Every line from the start of the records below to the line containing "Find every instance of the white w letter" should be retyped exactly, that line included, and no others.

[Stored data entries]
%%

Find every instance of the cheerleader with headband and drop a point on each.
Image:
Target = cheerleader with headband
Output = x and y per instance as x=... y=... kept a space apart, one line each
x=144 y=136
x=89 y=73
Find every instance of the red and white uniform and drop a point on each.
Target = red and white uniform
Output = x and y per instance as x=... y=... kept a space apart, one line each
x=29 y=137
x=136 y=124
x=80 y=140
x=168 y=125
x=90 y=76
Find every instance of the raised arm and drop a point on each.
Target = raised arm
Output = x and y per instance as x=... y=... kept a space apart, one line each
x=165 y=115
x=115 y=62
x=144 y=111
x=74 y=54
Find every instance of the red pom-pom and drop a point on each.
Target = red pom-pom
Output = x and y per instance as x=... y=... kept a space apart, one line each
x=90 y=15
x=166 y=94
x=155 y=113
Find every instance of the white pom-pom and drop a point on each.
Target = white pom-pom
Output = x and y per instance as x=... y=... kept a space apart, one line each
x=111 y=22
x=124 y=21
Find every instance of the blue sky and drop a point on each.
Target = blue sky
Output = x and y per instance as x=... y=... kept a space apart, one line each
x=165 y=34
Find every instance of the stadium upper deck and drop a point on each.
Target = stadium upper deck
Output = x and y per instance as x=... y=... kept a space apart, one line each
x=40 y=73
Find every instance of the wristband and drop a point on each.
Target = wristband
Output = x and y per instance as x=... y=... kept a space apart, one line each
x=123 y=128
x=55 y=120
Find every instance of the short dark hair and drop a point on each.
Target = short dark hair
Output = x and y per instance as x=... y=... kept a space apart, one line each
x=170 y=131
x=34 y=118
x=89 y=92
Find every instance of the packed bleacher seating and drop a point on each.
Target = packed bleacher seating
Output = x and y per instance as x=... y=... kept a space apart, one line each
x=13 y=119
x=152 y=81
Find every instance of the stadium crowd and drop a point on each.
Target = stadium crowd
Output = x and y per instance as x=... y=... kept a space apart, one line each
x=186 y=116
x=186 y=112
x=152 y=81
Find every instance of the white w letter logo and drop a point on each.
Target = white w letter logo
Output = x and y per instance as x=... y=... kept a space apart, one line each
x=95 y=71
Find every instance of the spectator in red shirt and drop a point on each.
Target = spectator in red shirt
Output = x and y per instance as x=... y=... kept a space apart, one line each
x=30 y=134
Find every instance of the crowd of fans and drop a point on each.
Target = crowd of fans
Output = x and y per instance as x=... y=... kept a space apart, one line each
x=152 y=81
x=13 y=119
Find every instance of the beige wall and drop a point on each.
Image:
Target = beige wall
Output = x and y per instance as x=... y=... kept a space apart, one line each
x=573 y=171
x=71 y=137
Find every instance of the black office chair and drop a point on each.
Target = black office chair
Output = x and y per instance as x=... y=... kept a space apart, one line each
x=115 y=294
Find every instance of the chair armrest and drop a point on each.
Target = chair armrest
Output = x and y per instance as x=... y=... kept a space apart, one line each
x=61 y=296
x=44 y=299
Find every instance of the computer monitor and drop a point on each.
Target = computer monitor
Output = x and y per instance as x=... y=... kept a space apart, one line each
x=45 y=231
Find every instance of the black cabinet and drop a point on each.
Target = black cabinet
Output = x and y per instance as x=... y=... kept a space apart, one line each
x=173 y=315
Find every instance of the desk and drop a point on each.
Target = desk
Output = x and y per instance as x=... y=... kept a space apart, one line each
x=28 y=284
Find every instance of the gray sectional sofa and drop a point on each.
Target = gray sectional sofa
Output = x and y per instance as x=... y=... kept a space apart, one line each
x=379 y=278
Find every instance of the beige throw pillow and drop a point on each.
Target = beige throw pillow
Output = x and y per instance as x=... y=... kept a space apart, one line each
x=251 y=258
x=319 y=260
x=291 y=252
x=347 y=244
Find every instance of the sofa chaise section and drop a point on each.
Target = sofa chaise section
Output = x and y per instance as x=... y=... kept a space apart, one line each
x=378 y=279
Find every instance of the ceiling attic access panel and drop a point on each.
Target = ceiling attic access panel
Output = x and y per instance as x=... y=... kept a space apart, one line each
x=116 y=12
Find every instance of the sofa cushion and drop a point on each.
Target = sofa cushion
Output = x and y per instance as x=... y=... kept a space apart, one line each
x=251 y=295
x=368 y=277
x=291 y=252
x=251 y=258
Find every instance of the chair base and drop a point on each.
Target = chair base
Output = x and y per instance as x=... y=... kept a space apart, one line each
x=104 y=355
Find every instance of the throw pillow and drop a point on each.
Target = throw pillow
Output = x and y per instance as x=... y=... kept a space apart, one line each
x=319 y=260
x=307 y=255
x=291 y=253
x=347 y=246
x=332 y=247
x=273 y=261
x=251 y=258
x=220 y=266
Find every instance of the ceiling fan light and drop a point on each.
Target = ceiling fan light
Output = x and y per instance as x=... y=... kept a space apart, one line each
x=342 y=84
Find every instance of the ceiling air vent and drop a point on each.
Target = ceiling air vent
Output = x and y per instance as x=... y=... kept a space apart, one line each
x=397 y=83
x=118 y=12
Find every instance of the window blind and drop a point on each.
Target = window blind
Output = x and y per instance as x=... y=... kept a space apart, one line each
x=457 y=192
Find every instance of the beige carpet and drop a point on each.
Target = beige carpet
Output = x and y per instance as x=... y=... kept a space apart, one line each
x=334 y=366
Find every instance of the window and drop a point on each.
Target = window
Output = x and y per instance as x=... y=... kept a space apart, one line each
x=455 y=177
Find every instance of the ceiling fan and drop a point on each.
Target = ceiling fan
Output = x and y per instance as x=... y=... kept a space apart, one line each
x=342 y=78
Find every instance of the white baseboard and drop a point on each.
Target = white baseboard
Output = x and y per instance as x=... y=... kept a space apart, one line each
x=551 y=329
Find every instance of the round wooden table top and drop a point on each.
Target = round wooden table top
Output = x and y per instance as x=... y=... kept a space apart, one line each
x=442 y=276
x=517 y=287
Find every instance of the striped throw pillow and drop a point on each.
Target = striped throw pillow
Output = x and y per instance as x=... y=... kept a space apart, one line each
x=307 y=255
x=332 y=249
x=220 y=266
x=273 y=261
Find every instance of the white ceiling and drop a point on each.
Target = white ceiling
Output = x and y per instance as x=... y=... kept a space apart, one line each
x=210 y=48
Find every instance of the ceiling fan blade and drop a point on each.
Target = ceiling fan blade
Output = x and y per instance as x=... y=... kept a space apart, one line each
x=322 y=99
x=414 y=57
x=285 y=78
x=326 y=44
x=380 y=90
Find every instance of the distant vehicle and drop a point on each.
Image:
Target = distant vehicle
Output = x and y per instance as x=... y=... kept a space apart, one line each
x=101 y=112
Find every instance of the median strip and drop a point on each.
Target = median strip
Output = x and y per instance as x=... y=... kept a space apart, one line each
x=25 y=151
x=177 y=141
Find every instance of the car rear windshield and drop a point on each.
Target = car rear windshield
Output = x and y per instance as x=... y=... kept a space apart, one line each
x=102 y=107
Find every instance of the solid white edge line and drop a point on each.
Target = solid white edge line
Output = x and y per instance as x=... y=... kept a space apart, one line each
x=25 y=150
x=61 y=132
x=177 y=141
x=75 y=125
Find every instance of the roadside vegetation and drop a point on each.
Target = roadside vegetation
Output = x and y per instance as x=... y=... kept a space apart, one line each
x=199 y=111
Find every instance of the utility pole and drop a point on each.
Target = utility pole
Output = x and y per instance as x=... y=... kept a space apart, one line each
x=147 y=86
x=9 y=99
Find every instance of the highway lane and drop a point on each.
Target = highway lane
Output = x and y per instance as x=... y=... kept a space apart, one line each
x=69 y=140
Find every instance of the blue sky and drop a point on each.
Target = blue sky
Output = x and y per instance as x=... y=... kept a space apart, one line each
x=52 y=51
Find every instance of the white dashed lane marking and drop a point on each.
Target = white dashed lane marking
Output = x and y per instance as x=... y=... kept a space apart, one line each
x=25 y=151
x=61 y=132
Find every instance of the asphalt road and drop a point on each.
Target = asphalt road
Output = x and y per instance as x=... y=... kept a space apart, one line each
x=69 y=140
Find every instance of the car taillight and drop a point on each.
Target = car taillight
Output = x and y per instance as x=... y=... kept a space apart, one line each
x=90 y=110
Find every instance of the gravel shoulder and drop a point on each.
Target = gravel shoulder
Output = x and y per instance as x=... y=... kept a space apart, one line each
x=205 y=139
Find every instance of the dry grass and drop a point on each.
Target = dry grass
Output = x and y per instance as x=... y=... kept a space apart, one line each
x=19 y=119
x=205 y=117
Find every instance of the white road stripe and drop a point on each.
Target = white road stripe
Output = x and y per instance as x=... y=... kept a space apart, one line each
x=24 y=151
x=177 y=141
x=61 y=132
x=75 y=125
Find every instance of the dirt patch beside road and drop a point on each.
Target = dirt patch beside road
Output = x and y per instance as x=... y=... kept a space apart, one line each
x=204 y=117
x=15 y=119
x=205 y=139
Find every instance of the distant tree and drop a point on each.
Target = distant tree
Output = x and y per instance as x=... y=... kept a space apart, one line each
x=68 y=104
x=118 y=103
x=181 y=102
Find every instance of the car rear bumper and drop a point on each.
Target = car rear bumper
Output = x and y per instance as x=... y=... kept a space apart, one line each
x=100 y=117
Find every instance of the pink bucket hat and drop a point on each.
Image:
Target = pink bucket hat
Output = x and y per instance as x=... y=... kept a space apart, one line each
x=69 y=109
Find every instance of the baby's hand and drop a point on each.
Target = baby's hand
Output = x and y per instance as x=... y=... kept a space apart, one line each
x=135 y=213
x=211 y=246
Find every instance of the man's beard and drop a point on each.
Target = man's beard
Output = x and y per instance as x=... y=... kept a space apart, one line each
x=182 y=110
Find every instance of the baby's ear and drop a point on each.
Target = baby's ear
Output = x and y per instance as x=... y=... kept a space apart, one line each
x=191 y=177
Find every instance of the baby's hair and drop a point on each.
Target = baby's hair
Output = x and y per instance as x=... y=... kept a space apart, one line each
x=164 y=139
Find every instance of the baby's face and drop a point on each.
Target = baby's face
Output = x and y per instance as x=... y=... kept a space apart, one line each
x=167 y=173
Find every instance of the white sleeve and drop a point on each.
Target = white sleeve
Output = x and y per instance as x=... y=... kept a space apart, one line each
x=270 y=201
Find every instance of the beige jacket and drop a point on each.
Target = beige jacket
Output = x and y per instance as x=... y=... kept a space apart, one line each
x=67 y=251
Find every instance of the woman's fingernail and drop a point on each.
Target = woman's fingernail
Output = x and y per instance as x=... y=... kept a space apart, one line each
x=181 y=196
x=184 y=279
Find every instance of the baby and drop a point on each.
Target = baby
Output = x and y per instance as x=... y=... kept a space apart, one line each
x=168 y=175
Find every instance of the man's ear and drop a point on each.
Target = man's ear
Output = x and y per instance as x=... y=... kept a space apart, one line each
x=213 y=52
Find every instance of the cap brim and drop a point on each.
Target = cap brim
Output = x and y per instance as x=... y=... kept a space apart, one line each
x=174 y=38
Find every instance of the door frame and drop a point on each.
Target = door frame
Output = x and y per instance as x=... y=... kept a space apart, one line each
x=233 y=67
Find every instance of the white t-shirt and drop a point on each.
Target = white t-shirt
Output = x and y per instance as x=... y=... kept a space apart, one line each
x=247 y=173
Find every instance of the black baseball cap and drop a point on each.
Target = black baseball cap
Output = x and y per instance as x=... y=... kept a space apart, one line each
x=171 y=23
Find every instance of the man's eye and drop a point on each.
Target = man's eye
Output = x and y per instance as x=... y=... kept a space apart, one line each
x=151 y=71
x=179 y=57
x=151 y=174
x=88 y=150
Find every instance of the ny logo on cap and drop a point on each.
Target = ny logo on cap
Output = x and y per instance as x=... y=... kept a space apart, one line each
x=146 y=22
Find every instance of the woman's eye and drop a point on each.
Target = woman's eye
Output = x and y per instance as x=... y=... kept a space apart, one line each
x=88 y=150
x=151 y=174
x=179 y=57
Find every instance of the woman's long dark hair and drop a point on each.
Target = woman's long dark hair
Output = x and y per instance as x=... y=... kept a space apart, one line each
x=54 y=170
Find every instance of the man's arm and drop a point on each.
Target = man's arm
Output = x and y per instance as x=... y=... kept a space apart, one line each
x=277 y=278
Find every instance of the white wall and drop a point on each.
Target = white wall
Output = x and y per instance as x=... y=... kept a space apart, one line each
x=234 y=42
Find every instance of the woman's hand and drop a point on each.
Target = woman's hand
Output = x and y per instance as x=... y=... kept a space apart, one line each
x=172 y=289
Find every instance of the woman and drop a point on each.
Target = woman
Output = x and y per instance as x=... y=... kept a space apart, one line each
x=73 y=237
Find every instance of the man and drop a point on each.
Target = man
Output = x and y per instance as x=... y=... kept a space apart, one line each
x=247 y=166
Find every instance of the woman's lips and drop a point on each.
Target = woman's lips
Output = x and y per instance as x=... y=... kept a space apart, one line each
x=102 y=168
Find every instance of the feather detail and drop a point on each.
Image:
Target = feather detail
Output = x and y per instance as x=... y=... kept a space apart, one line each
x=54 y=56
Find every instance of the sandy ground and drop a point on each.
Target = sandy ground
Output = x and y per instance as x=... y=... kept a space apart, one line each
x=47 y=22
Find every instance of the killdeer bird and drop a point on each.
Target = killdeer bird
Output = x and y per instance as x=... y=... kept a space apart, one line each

%%

*ANSWER SPACE*
Find every instance of the cheerleader with headband and drop a point on each.
Image:
Target = cheerleader with headband
Output = x and y per instance as x=... y=... kept a space apart, one line each
x=144 y=136
x=89 y=73
Find every instance of the red and white uniform and drop a point on each.
Target = red and white uniform
Output = x and y per instance as x=... y=... kept a space apart, one line each
x=29 y=137
x=136 y=124
x=80 y=140
x=168 y=125
x=90 y=76
Find every instance of the raised arm and drop a point on each.
Target = raised arm
Output = x and y per instance as x=... y=... kept a space apart, one line each
x=165 y=115
x=115 y=62
x=144 y=111
x=74 y=54
Find every instance of the red pom-pom and drop a point on each.
Target = red pom-pom
Output = x and y per instance as x=... y=... kept a space apart, one line each
x=90 y=15
x=166 y=94
x=155 y=113
Find every instance of the white pom-pom and drop a point on each.
Target = white pom-pom
Output = x and y per instance as x=... y=... kept a space apart, one line each
x=111 y=22
x=124 y=21
Find every instance of the blue sky and drop a point on each.
Target = blue sky
Output = x and y per instance as x=... y=... kept a space apart, one line each
x=165 y=34
Find every instance of the stadium upper deck and drop a point on each.
Target = stadium upper deck
Output = x and y per instance as x=... y=... kept a space apart, one line each
x=40 y=73
Find every instance of the wristband and drop a point on each.
Target = wristband
Output = x and y per instance as x=... y=... kept a space apart, one line each
x=123 y=128
x=55 y=120
Find every instance of the short dark hair and drop a point on each.
Target = short dark hair
Output = x and y per instance as x=... y=... kept a space apart, one line each
x=170 y=131
x=34 y=118
x=89 y=92
Find every instance of the packed bleacher seating and drop a point on each.
Target = packed bleacher seating
Output = x and y per instance as x=... y=... kept a space apart, one line each
x=13 y=119
x=152 y=81
Find every instance of the stadium crowd and drop a point on each.
Target = stadium crowd
Output = x and y per instance as x=... y=... kept a space apart, one line each
x=186 y=116
x=186 y=112
x=152 y=81
Find every instance of the white w letter logo and drop a point on each.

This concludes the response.